Requirement ▸ Decide whether each statement below agrees with the excerpt on New Jersey Transit bus routes, answering yes or no and quoting the words of the excerpt that settle it. (a) Route 419 no longer crosses into Philadelphia and now ends in Camden. (b) The 418 was created as a separate designation of route 400. (c) Routes into Philadelphia run via Broad and Vine Streets in Center City Philadelphia.

Excerpt provided ▸
Start of Block
New Jersey Transit operates the following bus routes across Camden, Gloucester, and Salem counties, with most running to Philadelphia via the Benjamin Franklin Bridge. At the time that the routes were numbered as such all of these routes crossed the Delaware River via the Benjamin Franklin Bridge; the 403, 405, 407, 413, and 419 have since been cut back to Camden. (The 418 was created as a separate designation of the 409.) All routes into Philadelphia operate via 6th, Market, Broad, and Vine Streets in Center City Philadelphia.

Effective Monday, September 19, 2011, bus routes 400 and 403 operate as "Exact Fare".

==Routes==
All service shown is for the full route except for branching. WRTC stands for Walter Rand Transportation Center in the table below.
End of Block
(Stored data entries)
Start of Block
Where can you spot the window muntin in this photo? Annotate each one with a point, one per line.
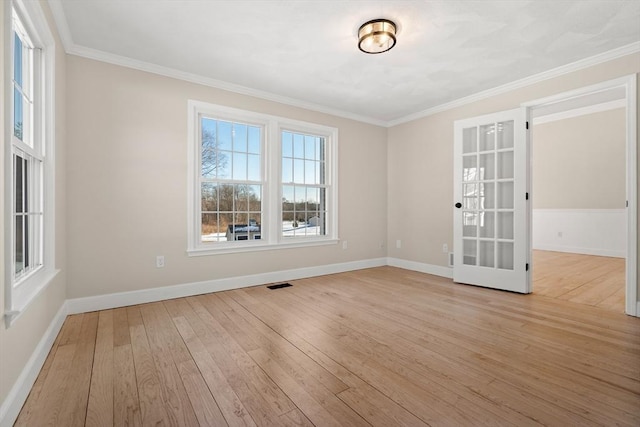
(23, 83)
(230, 181)
(304, 189)
(244, 197)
End of Block
Answer box ▸
(a) Yes: "the 403, 405, 407, 413, and 419 have since been cut back to Camden."
(b) No: "The 418 was created as a separate designation of the 409."
(c) Yes: "All routes into Philadelphia operate via 6th, Market, Broad, and Vine Streets in Center City Philadelphia."